== EXERCISE PROMPT ==
Starting with the line that contains "Thank you for this photo. Would you kindly tag the person's", reproduce each line through the end of the entries exactly as written.

== INFORMATION GIVEN ==
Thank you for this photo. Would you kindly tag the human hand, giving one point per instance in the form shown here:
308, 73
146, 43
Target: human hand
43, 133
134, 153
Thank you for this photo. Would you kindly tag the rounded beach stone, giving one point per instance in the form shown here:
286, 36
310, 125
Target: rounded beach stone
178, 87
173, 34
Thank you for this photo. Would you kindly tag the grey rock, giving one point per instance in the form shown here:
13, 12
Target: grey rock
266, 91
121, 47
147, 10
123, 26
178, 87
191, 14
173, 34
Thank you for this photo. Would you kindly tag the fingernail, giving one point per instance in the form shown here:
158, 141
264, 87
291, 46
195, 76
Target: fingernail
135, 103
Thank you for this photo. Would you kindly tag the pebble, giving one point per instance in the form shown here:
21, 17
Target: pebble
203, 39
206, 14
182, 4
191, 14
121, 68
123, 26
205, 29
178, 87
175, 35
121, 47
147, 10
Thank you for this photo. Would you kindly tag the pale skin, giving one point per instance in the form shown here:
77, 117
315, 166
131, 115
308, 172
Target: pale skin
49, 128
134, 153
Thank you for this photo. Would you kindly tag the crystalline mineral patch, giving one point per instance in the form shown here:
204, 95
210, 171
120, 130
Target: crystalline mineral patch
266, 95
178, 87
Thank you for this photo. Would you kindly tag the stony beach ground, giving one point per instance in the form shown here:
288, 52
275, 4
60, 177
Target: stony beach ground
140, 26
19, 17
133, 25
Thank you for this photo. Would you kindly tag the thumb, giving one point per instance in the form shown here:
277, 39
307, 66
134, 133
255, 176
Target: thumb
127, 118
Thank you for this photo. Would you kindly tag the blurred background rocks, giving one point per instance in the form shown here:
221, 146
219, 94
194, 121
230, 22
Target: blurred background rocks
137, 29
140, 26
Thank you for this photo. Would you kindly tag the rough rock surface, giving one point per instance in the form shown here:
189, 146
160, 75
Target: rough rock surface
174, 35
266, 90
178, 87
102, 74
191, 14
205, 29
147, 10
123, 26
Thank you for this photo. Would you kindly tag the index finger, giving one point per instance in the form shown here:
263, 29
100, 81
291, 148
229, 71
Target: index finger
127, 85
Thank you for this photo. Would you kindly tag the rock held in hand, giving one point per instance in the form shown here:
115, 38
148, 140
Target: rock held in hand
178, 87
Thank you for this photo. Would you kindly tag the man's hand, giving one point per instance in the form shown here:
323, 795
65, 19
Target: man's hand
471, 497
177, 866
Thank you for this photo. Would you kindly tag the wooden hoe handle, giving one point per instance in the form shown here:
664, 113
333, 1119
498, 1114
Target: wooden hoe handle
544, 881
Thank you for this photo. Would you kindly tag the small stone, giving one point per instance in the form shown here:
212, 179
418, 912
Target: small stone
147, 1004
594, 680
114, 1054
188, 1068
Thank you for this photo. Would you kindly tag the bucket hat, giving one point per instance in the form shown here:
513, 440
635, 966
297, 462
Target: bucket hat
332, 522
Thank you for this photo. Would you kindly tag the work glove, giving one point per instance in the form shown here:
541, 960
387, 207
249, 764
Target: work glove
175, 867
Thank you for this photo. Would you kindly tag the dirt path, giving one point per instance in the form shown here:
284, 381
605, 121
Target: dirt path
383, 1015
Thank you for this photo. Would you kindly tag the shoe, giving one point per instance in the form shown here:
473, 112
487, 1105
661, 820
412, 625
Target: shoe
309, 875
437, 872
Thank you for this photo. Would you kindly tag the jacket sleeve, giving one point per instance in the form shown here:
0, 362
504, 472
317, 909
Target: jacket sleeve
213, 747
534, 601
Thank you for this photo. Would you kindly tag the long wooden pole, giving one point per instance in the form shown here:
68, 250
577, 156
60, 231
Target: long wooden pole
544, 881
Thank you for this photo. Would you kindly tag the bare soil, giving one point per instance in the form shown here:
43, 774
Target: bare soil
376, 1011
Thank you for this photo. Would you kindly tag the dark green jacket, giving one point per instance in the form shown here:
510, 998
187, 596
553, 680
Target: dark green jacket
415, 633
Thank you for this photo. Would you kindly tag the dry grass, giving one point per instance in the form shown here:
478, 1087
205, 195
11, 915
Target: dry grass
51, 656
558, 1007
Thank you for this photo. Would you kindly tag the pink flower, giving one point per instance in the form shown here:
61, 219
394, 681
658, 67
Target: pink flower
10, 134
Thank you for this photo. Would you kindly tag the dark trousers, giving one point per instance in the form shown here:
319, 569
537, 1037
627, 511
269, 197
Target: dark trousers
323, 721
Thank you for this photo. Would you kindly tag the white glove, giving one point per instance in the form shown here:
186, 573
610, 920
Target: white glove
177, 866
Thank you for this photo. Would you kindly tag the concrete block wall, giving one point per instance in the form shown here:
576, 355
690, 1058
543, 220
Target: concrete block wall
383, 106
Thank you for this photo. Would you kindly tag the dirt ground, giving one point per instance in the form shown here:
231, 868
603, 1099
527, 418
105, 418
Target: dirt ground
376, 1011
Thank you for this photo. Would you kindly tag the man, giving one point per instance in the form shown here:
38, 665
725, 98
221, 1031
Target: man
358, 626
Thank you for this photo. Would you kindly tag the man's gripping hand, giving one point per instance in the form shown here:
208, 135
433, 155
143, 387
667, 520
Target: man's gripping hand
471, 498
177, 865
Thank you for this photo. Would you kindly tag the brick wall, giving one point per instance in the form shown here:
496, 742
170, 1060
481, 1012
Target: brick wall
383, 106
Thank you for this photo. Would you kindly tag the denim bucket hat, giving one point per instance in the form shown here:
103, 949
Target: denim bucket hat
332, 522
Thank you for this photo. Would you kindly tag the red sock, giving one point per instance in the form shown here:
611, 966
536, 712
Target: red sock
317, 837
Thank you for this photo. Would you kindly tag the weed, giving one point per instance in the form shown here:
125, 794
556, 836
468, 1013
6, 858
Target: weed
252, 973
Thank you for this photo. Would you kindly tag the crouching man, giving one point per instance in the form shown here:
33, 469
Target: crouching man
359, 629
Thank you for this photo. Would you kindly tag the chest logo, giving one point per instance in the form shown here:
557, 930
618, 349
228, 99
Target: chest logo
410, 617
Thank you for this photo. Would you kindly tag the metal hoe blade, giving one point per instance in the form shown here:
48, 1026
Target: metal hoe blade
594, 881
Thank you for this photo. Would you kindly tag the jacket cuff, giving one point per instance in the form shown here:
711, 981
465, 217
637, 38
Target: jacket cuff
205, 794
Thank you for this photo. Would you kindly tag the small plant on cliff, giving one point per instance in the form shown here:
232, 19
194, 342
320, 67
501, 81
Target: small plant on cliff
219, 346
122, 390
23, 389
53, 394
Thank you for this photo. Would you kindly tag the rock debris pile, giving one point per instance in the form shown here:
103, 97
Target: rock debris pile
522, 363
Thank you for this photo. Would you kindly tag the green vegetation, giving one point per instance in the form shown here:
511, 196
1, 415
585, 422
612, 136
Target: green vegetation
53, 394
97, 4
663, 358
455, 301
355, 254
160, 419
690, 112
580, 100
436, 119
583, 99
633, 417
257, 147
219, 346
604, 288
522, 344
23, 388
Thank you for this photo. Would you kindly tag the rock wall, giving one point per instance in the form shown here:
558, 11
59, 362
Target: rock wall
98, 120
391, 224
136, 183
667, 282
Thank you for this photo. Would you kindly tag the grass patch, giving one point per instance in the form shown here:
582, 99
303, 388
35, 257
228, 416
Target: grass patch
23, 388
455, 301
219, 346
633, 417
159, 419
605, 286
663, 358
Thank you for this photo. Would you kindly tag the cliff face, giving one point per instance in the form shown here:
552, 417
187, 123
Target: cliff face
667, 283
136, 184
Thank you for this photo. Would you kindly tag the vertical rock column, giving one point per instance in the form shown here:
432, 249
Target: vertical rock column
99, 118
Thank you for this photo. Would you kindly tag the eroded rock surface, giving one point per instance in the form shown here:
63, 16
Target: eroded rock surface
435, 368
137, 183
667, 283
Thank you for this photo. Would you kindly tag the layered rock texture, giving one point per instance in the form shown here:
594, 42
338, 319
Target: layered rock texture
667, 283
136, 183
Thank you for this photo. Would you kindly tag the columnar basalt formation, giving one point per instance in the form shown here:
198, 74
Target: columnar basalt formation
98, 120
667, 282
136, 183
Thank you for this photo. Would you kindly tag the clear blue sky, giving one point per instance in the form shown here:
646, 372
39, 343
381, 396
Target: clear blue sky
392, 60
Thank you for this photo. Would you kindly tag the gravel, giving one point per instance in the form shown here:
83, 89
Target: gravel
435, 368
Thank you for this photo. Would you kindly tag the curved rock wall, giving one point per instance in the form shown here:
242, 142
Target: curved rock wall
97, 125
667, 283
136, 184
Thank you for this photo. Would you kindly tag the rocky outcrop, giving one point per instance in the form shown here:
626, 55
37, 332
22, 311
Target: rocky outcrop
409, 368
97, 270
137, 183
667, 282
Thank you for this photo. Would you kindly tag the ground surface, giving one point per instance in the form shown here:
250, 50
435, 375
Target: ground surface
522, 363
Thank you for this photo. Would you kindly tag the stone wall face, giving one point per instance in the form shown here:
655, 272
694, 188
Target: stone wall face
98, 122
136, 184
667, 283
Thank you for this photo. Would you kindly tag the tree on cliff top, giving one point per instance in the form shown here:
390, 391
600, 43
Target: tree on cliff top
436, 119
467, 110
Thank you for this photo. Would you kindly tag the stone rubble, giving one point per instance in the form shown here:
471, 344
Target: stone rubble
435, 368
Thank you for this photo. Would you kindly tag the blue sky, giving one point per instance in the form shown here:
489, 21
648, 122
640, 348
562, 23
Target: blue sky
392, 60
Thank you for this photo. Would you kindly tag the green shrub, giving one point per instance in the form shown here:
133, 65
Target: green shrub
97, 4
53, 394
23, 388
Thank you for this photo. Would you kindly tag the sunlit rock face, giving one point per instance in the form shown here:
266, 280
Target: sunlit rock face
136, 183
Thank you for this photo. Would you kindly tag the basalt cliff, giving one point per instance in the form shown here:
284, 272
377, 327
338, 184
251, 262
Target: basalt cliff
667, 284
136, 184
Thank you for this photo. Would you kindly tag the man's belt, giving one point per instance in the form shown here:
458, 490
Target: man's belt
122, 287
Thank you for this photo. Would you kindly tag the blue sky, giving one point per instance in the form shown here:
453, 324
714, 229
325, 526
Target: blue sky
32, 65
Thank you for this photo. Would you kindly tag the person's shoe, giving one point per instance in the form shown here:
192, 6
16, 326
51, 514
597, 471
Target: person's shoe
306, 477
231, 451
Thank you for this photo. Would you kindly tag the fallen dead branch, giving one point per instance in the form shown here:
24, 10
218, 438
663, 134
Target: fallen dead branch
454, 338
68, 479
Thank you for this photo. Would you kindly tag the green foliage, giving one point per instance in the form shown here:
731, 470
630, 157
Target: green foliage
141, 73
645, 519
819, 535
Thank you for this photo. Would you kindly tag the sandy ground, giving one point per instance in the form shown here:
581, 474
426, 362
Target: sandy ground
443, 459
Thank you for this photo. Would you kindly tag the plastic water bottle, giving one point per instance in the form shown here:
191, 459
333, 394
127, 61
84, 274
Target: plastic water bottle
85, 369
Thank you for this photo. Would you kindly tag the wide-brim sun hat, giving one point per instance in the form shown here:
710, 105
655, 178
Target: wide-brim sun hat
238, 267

== WRITTEN SOLUTION ==
Thank you for this photo. Would you kindly tag the person's shoe, giving one point per instance in the form shown here:
192, 6
16, 326
51, 514
597, 471
Target: person's shoe
306, 477
231, 451
Thank you for this photo. Would you kindly tag the fallen dead branch, giving one point per instance in the form shown here:
24, 10
218, 438
663, 134
Target: fallen dead branch
454, 338
68, 479
Thank you for this photo. Would you kindly tag the green foliage, giving one point per instance in the form shown here:
731, 470
630, 157
Target: green foliage
141, 73
645, 519
819, 535
Thank you for this photo. Would you kindly tag the sandy ground, giving one point per instance in the form shown here:
581, 474
426, 362
Target: sandy ground
443, 459
Thank you for this photo. Would you kindly tag the plastic water bottle, giving one point per instance in the form shown here:
191, 459
333, 394
127, 61
84, 274
Target: plastic water bottle
85, 369
Thank you for this photo. Would you kindly tag the wide-brim sun hat, giving one point per instance in the form shown here:
710, 105
655, 178
Target: wide-brim sun hat
238, 267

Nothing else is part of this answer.